**Exercise tasks**:
• A. In the Ganglia mailing-list thread below, what did Matteo Guglielmi do on the gmetad box that made everything work?
• B. Extend the Ganglia mailing-list thread below, picking up right after its final line.

**Text extract**:
※

Re: [Ganglia-general] 3.1.7 gmond (debian 6) feeding 2.5.7 gmetad (debian 5) not showing up on ganglia web interface

Matteo Guglielmi Mon, 09 Jan 2012 08:05:21 -0800

Yes, gmond 3.1.7 is sending it's metrics to a gmond on the gmetad box.

I've uninstalled ganglia 2.5.7 on the gmetad box and installed 3.1.7
from the source code.


Everything works.

Thanks,

--matt

On 01/09/12 09:42, Daniel Pocock wrote:
>
>
> Any log messages on the gmetad machine?
>
> Can you upgrade the gmetad machine to a recent version?
>
> What is the exact topology:
> - does the gmetad poll the gmond 3.1.7 box,
> - or does the gmond 3.1.7 send it's metrics to a gmond on the gmetad box?
>
> The latter is definitely not supported - any one cluster (multicast
> group) of gmond nodes must really be the same series (e.g. you can't mix
> 3.0.x and 3.1.x instances in a cluster, I think you can mix 3.1.x and
> 3.2.x though)
>
>
> On 09/01/12 02:29, Matteo Guglielmi wrote:
>> eth0 of debian 6 node is connected on localhost (gmetad - debian 5) subnet
>>
>> ### gmetad.conf (debian5) ###
>>
>> data_source "SUPERB"  localhost
>> data_source "ITPLC1"  128.178.43.43:8651
>> data_source "ITPLC2"  128.178.43.4:8651
>> data_source "MALC1"   128.178.43.7:8651
>>
>> scalable off
>>
>> gridname "SB-IT"
>>
>> trusted_hosts 127.0.0.1 128.178.43.7 128.178.43.43 128.178.43.4
>>
>> setuid_username "ganglia"
>>
>> ### gmond.conf (debian6) ###
>>
>> /* This configuration is as close to 2.5.x default behavior as possible
>>     The values closely match ./gmond/metric.h definitions in 2.5.x */
>> globals {
>>    daemonize = yes
>>    setuid = yes
>>    user = ganglia
>>    debug_level = 0
>>    max_udp_msg_len = 1472
>>    mute = no
>>    deaf = no
>>    host_dmax = 0 /*secs */
>>    cleanup_threshold = 300 /*secs */
>>    gexec = no
>>    send_metadata_interval = 0
>> }
>>
>> /* If a cluster attribute is specified, then all gmond hosts are wrapped 
>> inside
>>   * of a<CLUSTER>  tag.  If you do not specify a cluster tag, then 
>> all<HOSTS>  will
>>   * NOT be wrapped inside of a<CLUSTER>  tag. */
>> cluster {
>>    name = "SUPERB"

※

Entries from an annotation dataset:
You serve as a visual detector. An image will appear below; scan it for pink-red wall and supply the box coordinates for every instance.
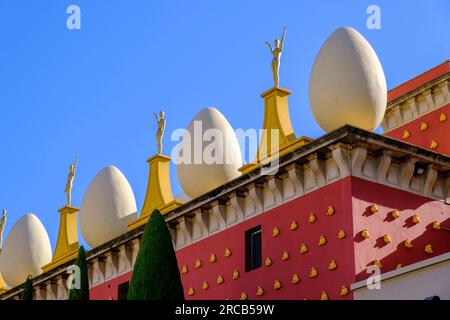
[178,179,354,299]
[91,177,450,300]
[386,103,450,155]
[89,272,131,300]
[91,178,354,299]
[388,60,450,102]
[352,178,450,280]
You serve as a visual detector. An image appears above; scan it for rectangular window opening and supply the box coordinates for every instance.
[245,226,262,272]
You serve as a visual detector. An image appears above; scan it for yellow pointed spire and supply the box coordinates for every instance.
[128,154,183,230]
[128,111,183,230]
[42,205,80,272]
[239,87,311,173]
[0,273,8,294]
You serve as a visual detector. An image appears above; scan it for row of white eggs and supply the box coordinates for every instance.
[0,28,387,286]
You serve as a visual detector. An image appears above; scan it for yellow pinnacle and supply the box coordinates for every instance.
[42,206,80,272]
[128,154,182,230]
[239,87,311,173]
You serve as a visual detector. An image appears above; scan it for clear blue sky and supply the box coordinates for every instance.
[0,0,450,250]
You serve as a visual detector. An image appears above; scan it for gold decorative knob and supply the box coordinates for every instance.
[420,122,428,131]
[289,220,298,231]
[256,286,264,297]
[340,285,348,297]
[430,139,439,149]
[291,273,300,284]
[273,280,281,290]
[391,209,400,219]
[300,243,308,253]
[404,239,412,248]
[370,203,378,213]
[361,229,370,239]
[433,221,441,230]
[309,267,319,278]
[373,259,383,268]
[327,206,335,217]
[328,260,337,270]
[402,130,411,139]
[272,227,280,237]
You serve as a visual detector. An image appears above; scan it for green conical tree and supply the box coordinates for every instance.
[127,210,184,300]
[20,276,33,300]
[69,246,89,300]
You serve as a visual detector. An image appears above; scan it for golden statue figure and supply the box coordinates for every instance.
[153,111,166,154]
[0,209,6,252]
[265,27,286,87]
[64,157,78,206]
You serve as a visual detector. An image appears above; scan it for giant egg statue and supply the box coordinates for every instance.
[80,166,137,248]
[309,27,387,132]
[0,213,52,287]
[176,107,242,198]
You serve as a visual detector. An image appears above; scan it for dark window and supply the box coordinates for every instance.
[117,281,130,300]
[245,226,262,272]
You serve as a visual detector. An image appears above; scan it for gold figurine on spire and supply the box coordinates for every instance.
[0,209,6,252]
[153,111,166,154]
[265,27,286,88]
[64,157,78,207]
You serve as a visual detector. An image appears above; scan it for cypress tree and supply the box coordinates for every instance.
[127,210,184,300]
[20,276,33,300]
[69,246,89,300]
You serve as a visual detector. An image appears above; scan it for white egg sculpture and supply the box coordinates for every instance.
[80,166,137,248]
[175,108,242,199]
[309,27,387,132]
[0,213,52,287]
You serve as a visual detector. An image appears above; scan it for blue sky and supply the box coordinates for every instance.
[0,0,450,250]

※

**Answers to the problems**:
• A. He uninstalled ganglia 2.5.7 and installed 3.1.7 from the source code.

• B.
>>    owner = "unspecified"
>>    latlong = "unspecified"
>>    url = "unspecified"
>> }
>>
>> /* The host section describes attributes of the host, like the location */
>> host {
>>    location = "unspecified"
>> }
>>
>> /* Feel free to specify as many udp_send_channels as you like.  Gmond
>>     used to only support having a single channel */
>> udp_send_channel {
>>    mcast_join = 239.2.11.71
>>    port = 8649
>>    ttl = 1
>>    mcast_if = eth0
>> }
>>
>> /* You can specify as many udp_recv_channels as you like as well. */
>> udp_recv_channel {
>>    mcast_join = 239.2.11.71
>>    port = 8649
>>    bind = 239.2.11.71
>>    mcast_if = eth0
>> }
>>
>> /* You can specify as many tcp_accept_channels as you like to share
>>     an xml description of the state of the cluster */
>> tcp_accept_channel {
>>    port = 8649
>> }
>>
>> /* Each metrics module that is referenced by gmond must be specified and
>>     loaded. If the module has been statically linked with gmond, it does not
>>     require a load path. However all dynamically loadable modules must 
>> include
>>     a load path. */
>> modules {
>>    module {
>>      name = "core_metrics"
>>    }
>>    module {
>>      name = "cpu_module"
>>      path = "/usr/lib/ganglia/modcpu.so"
>>    }
>>    module {
>>      name = "disk_module"
>>      path = "/usr/lib/ganglia/moddisk.so"
>>    }
>>    module {
>>      name = "load_module"
>>      path = "/usr/lib/ganglia/modload.so"
>>    }
>>    module {
>>      name = "mem_module"
>>      path = "/usr/lib/ganglia/modmem.so"
>>    }
>>    module {
>>      name = "net_module"
>>      path = "/usr/lib/ganglia/modnet.so"
>>    }
>>    module {
>>      name = "proc_module"
>>      path = "/usr/lib/ganglia/modproc.so"
>>    }
>>    module {
>>      name = "sys_module"
>>      path = "/usr/lib/ganglia/modsys.so"
>>    }
>> }
>>
>> include ('/etc/ganglia/conf.d/*.conf')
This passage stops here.